• [Page excerpt]
By Yael Tangir, Business Editor
Business students get a script early. Pick a stable field like finance, accounting, or consulting. Keep your GPA high. Do the internship, graduate with good credentials, and the credibility will do the rest. It is advice that has worked reliably for decades, that parents gave with confidence, and that universities built entire strategies around. It is also advised that, at the speed of change, it has become obsolete.
The job market for college graduates in 2026 is not just “difficult.” It is structurally different from anything the generation currently graduating was told to prepare for, and the gap between the promise and the reality is getting harder to face.
In 2025, the share of unemployed Americans who are new workforce entrants hit a 37-year high, peaking at 13.3% in July, still higher, even after settling, than at any point during the Great Recession. Job postings on Handshake fell more than 16% between August 2024 and August 2025, while the average number of applications per role jumped 26%. “For the first time in modern history, a bachelor’s degree is no longer a reliable path to professional employment,” said Gad Levanon, chief economist at the Burning Glass Institute, speaking to CNBC.
The fields that business students were told were safe are among the hardest hit. Finance and information services industries that once served as the starting point for most recent graduates have shed an average of 9,000 jobs per month since 2023, compared to the 44,000 they were adding per month before the pandemic. Software development job postings have fallen 40% from four years ago. When companies freeze, they do so at the bottom first, and this disproportionately affects white-collar fields.

• [Data for analysis]
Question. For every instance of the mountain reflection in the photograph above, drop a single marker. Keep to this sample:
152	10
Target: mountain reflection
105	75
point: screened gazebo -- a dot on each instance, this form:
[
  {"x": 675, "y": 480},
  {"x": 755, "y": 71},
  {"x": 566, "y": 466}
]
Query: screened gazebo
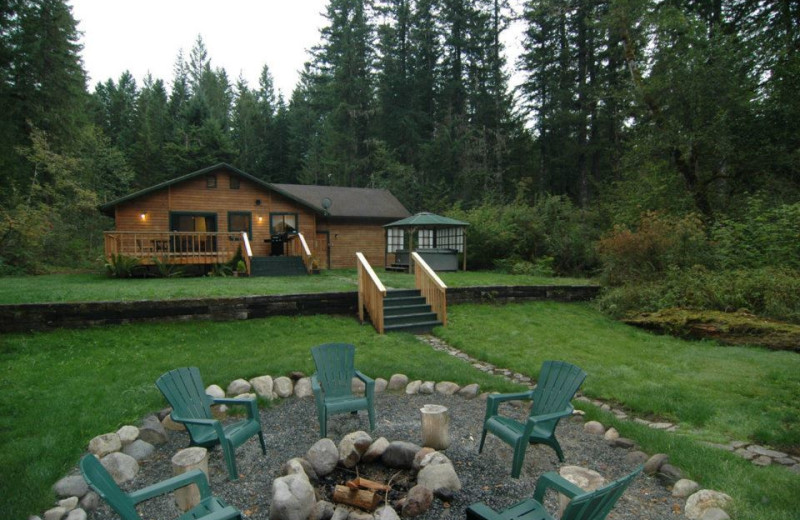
[{"x": 438, "y": 240}]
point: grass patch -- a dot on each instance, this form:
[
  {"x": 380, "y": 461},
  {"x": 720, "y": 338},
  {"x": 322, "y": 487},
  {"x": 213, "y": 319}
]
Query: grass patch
[
  {"x": 62, "y": 388},
  {"x": 98, "y": 287},
  {"x": 717, "y": 393}
]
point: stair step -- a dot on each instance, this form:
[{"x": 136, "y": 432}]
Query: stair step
[
  {"x": 406, "y": 309},
  {"x": 409, "y": 319},
  {"x": 396, "y": 301}
]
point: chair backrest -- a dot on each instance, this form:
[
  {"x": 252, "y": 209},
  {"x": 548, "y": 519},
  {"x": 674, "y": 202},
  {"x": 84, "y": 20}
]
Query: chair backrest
[
  {"x": 558, "y": 381},
  {"x": 335, "y": 364},
  {"x": 99, "y": 479},
  {"x": 184, "y": 389},
  {"x": 596, "y": 504}
]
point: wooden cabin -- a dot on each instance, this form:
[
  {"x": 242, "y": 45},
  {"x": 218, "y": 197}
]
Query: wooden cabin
[{"x": 204, "y": 217}]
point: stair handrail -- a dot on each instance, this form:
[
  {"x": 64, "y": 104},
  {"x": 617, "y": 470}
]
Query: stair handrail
[
  {"x": 248, "y": 251},
  {"x": 371, "y": 293},
  {"x": 431, "y": 287}
]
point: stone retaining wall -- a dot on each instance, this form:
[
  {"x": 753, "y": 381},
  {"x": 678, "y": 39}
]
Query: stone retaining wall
[{"x": 45, "y": 316}]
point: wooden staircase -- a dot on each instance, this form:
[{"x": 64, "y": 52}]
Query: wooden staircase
[
  {"x": 277, "y": 266},
  {"x": 406, "y": 310}
]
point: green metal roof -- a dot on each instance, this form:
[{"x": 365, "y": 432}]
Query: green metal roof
[{"x": 428, "y": 220}]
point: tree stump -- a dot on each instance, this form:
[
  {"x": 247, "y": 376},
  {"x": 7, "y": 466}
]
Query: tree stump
[
  {"x": 435, "y": 426},
  {"x": 186, "y": 460}
]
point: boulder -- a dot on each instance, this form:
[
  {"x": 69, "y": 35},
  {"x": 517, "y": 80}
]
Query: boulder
[
  {"x": 397, "y": 382},
  {"x": 90, "y": 501},
  {"x": 352, "y": 446},
  {"x": 357, "y": 386},
  {"x": 684, "y": 487},
  {"x": 412, "y": 388},
  {"x": 446, "y": 387},
  {"x": 292, "y": 498},
  {"x": 418, "y": 501},
  {"x": 302, "y": 388},
  {"x": 323, "y": 457},
  {"x": 152, "y": 431},
  {"x": 123, "y": 468},
  {"x": 400, "y": 454},
  {"x": 439, "y": 476},
  {"x": 68, "y": 503},
  {"x": 283, "y": 386},
  {"x": 594, "y": 428},
  {"x": 139, "y": 449},
  {"x": 128, "y": 434},
  {"x": 76, "y": 514},
  {"x": 704, "y": 499},
  {"x": 323, "y": 510},
  {"x": 215, "y": 391},
  {"x": 73, "y": 485},
  {"x": 427, "y": 388},
  {"x": 262, "y": 386},
  {"x": 654, "y": 463},
  {"x": 238, "y": 386},
  {"x": 375, "y": 450},
  {"x": 104, "y": 444}
]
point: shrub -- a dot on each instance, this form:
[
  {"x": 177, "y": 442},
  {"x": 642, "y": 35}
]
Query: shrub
[
  {"x": 769, "y": 292},
  {"x": 660, "y": 242},
  {"x": 121, "y": 266}
]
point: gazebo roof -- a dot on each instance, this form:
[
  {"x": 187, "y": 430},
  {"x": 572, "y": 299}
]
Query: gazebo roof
[{"x": 427, "y": 220}]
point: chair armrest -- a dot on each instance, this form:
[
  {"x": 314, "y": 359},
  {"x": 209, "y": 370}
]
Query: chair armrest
[
  {"x": 532, "y": 421},
  {"x": 250, "y": 403},
  {"x": 493, "y": 401},
  {"x": 368, "y": 382},
  {"x": 190, "y": 477},
  {"x": 480, "y": 511},
  {"x": 552, "y": 480}
]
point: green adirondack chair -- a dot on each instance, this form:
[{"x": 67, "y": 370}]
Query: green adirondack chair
[
  {"x": 557, "y": 384},
  {"x": 184, "y": 389},
  {"x": 583, "y": 505},
  {"x": 332, "y": 384},
  {"x": 209, "y": 508}
]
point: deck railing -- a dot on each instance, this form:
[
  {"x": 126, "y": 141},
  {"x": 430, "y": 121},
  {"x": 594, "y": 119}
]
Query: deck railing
[
  {"x": 371, "y": 293},
  {"x": 299, "y": 247},
  {"x": 175, "y": 247},
  {"x": 431, "y": 287}
]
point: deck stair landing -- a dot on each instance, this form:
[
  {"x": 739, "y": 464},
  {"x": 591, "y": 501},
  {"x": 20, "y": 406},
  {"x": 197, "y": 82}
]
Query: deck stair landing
[
  {"x": 277, "y": 266},
  {"x": 405, "y": 310}
]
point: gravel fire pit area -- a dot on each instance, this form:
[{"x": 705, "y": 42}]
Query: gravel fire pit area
[{"x": 291, "y": 429}]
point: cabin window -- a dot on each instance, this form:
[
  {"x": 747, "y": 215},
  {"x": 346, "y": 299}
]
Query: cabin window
[
  {"x": 425, "y": 238},
  {"x": 395, "y": 238},
  {"x": 282, "y": 223},
  {"x": 239, "y": 221}
]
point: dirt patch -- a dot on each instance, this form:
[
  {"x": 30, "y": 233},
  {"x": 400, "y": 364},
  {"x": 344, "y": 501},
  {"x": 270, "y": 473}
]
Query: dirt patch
[{"x": 729, "y": 328}]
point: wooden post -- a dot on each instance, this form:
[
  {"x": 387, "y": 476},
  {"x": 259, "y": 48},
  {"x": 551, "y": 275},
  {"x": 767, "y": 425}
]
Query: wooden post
[
  {"x": 435, "y": 426},
  {"x": 186, "y": 460}
]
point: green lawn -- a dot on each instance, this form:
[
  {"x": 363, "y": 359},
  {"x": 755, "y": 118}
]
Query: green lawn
[
  {"x": 98, "y": 287},
  {"x": 62, "y": 388}
]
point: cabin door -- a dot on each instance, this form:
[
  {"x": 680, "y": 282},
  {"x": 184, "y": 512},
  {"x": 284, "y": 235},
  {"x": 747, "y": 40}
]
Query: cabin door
[
  {"x": 200, "y": 229},
  {"x": 322, "y": 248}
]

• [Questions]
(1) Copy out the passage of the article on the graduate job market between "By Yael Tangir, Business" and "harder to face.", inclusive.
(2) Write what comes next in the article on the graduate job market, picking up after its last sentence.
Nothing in the records is needed for this work.

• [Task-by-task answers]
(1)
By Yael Tangir, Business Editor
Business students get a script early. Pick a stable field like finance, accounting, or consulting. Keep your GPA high. Do the internship, graduate with good credentials, and the credibility will do the rest. It is advice that has worked reliably for decades, that parents gave with confidence, and that universities built entire strategies around. It is also advised that, at the speed of change, it has become obsolete.
The job market for college graduates in 2026 is not just “difficult.” It is structurally different from anything the generation currently graduating was told to prepare for, and the gap between the promise and the reality is getting harder to face.

(2)
On top of the economic slowdown is a structural shift that is longer-term and harder to reverse: artificial intelligence is eating the entry-level job. The transaction processing, the reconciliation, the data gathering, the routine analysis, these are exactly the tasks where AI is strongest, and not coincidentally, the tasks that entry-level finance and accounting roles have traditionally been built around. The Big Four have collectively scaled back graduate hiring over the past two years, with some cutting nearly a third of intake volumes, as Accountancy Age reported. But what most people get wrong is that AI is not eliminating the profession; it is eliminating the entry point. The junior analyst role, the first two years of repetitive foundational work before you move up, is being automated before graduates can even get to it.
The graduates navigating this market successfully are not the ones with the best GPAs or the most polished resumes. They are the ones who understood early that the credential was a floor, not a ceiling, and built something on top of it. Real experience. Demonstrated skills. The ability to walk into a room and show a hiring manager not just what they studied, but what they can actually do and what makes them valuable. Employers today want to understand how a candidate thinks through a process, not just what they did, but why and how. The ability to articulate judgment, not just credentials, is what breaks through.
The script was never wrong; it just worked for a different era. Now the era has changed faster than the script. The students who recognize that, who stop waiting for the degree to do the work and start building what the degree was only ever supposed to represent, are the ones who will be fine.